**WRITTEN PROBLEM**: Every line from the one with "shown by (344,587)." through the end of the records below should be restated word for word, and nothing outside that span.

(Records from a data collection)
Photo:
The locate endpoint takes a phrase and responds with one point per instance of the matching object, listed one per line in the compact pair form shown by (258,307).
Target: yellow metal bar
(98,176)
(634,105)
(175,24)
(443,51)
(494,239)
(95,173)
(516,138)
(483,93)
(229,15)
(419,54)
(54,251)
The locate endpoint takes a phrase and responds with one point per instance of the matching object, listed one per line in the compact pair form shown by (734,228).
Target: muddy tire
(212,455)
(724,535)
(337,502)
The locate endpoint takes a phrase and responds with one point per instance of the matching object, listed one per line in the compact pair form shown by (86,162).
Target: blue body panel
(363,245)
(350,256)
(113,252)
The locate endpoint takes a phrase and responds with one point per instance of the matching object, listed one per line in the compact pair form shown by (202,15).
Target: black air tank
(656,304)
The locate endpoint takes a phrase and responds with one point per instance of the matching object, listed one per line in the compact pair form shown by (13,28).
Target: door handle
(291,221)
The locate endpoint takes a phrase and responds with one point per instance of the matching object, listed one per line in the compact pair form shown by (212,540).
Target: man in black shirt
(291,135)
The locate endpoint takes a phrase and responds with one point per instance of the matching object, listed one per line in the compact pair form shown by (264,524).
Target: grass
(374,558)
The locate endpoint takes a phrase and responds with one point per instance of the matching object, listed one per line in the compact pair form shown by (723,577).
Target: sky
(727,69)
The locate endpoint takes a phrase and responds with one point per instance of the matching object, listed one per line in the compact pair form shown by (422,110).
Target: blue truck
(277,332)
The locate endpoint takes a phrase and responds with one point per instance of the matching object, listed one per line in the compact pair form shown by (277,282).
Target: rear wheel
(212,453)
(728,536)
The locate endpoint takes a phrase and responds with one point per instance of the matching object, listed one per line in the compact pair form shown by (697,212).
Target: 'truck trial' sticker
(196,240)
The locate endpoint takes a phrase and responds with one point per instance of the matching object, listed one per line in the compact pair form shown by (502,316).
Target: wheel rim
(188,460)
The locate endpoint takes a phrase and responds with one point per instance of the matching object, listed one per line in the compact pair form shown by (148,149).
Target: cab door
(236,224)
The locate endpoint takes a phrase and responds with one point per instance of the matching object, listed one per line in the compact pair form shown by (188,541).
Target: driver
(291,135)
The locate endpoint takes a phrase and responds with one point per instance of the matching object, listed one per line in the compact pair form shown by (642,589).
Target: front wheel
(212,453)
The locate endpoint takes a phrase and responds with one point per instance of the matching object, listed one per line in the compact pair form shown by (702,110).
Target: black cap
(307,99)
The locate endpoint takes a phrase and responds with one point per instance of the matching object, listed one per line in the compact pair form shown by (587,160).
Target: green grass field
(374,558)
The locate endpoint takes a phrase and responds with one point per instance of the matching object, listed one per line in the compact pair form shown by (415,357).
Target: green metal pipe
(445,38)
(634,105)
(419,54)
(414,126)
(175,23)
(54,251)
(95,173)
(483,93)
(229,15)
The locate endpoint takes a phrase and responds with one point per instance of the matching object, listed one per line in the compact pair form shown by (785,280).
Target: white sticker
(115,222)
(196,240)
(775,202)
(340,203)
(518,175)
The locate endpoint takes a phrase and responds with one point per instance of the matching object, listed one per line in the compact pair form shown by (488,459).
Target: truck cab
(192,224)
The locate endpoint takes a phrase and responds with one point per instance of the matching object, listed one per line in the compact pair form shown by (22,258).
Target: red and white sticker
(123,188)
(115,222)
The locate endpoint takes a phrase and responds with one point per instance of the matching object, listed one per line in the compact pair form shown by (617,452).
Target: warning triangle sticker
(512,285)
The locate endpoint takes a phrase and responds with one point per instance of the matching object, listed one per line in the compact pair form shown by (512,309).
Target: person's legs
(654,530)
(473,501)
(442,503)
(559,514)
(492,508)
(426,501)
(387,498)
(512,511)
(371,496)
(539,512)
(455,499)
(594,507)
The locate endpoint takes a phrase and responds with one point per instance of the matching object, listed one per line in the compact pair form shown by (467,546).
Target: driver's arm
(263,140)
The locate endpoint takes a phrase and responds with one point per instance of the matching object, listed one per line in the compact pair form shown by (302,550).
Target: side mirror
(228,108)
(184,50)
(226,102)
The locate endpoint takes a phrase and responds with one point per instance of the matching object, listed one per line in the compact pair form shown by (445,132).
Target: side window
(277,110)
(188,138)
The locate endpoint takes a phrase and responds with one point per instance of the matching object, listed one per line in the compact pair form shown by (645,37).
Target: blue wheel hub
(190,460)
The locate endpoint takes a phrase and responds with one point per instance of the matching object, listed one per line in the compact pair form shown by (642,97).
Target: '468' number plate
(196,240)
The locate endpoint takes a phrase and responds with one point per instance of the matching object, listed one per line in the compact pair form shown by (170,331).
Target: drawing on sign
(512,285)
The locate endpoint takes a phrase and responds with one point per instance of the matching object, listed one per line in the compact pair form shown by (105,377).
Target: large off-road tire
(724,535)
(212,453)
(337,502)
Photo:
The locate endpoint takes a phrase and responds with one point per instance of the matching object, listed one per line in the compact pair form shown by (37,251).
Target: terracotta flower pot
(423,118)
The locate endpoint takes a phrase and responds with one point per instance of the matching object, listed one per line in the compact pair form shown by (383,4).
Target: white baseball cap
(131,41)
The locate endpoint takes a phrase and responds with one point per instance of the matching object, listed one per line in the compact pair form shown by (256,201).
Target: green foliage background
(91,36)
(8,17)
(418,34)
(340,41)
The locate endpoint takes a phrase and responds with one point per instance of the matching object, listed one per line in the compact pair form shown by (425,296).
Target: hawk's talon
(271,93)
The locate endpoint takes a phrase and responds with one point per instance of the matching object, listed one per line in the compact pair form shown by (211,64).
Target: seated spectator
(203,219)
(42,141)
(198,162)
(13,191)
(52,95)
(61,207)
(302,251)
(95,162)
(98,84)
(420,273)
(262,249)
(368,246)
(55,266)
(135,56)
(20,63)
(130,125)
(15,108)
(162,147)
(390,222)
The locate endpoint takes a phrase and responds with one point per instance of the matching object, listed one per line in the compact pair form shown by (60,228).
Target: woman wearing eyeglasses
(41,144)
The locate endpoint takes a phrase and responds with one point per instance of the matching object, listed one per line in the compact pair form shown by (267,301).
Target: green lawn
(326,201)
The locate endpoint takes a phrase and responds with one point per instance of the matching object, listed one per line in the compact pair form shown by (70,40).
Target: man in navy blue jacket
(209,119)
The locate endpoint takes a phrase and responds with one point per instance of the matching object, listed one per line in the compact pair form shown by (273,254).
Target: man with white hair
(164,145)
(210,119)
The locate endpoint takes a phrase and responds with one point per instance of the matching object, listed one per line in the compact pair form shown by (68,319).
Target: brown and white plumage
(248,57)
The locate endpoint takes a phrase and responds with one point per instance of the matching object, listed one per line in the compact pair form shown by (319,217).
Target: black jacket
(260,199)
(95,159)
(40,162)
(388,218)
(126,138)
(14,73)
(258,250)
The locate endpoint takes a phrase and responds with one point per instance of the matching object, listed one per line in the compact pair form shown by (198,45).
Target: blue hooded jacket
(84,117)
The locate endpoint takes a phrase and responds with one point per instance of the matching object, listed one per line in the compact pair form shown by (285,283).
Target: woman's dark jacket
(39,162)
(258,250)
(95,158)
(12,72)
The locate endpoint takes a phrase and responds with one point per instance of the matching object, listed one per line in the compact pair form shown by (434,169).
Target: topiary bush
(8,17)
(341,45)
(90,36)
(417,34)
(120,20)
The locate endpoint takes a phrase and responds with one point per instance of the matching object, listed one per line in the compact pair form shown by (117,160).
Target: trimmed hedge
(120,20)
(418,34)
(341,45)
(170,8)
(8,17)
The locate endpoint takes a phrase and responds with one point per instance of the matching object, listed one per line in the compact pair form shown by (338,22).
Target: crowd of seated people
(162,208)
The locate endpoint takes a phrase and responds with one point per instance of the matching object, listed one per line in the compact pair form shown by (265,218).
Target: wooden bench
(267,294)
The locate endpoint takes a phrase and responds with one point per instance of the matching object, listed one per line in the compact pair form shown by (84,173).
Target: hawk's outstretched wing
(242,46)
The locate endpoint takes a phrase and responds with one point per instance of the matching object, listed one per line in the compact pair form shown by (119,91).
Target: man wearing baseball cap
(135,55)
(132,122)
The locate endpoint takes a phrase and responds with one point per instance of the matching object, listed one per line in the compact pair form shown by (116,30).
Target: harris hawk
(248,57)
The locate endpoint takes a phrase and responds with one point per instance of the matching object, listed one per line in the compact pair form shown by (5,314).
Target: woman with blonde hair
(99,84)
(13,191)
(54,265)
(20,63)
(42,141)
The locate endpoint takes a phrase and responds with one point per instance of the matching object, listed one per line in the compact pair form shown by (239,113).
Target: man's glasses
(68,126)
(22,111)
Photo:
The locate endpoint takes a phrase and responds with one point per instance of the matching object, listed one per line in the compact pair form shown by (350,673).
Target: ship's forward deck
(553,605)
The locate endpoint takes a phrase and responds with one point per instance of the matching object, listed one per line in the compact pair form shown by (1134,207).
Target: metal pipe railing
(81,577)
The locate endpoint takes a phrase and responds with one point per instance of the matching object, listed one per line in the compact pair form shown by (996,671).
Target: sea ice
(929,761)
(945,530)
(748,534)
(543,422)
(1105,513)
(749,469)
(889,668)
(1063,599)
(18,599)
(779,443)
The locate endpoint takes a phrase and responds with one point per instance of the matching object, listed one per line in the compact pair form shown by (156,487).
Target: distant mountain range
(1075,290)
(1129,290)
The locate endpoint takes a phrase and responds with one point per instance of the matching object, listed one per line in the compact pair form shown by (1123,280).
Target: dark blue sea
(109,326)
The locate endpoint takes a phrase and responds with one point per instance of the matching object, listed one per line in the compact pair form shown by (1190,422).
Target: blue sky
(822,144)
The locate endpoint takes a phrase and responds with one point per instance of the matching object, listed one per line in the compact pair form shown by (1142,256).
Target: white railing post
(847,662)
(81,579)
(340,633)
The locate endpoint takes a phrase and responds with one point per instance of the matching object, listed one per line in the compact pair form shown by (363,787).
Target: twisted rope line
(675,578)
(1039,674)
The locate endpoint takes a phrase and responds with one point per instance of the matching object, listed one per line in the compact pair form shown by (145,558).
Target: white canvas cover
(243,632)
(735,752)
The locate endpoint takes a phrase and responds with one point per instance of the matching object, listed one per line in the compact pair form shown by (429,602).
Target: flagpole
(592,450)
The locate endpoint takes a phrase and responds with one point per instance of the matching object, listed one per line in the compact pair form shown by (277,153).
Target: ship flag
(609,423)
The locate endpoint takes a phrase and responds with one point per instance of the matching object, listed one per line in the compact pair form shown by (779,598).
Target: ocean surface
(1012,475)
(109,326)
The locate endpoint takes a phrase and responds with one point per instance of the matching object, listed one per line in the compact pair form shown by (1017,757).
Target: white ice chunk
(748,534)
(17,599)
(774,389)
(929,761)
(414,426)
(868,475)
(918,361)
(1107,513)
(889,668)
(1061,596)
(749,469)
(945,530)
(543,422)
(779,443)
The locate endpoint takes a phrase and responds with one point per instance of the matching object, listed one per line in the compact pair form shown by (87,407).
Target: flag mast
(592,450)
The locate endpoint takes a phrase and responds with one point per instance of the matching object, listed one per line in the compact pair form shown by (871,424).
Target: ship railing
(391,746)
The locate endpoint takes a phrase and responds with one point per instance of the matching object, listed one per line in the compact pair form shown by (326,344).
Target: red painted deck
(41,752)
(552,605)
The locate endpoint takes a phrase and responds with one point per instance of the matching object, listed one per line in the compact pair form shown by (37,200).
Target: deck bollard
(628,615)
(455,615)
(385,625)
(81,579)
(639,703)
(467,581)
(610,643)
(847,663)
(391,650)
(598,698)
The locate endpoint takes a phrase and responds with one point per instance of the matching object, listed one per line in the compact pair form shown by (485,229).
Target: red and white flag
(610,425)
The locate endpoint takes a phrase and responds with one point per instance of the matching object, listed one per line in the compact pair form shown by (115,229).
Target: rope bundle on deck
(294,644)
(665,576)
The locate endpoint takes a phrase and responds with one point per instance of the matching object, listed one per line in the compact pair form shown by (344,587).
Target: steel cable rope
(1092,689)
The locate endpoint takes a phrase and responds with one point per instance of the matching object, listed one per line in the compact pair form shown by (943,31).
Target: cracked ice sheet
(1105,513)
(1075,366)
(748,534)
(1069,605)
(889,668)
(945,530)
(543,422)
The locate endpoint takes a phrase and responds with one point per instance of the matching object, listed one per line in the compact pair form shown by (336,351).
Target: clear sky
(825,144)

**EXPECTED OUTPUT**:
The locate endpoint takes a phrase and responds with one point per instance of the matching object, listed one per line in the compact pair form shown by (344,587).
Target: steel cable rope
(1092,689)
The locate endpoint takes a phrase and responds with one point per instance of the matching object, listed one per line in the compact pair form shown by (943,31).
Target: cracked ice sheet
(1105,513)
(1075,366)
(748,534)
(1069,605)
(889,668)
(945,530)
(543,422)
The locate endpoint takes a phrase and responds with one point per instance of the matching object, listed one per line in the compact pair form shown by (336,351).
Target: clear sky
(825,144)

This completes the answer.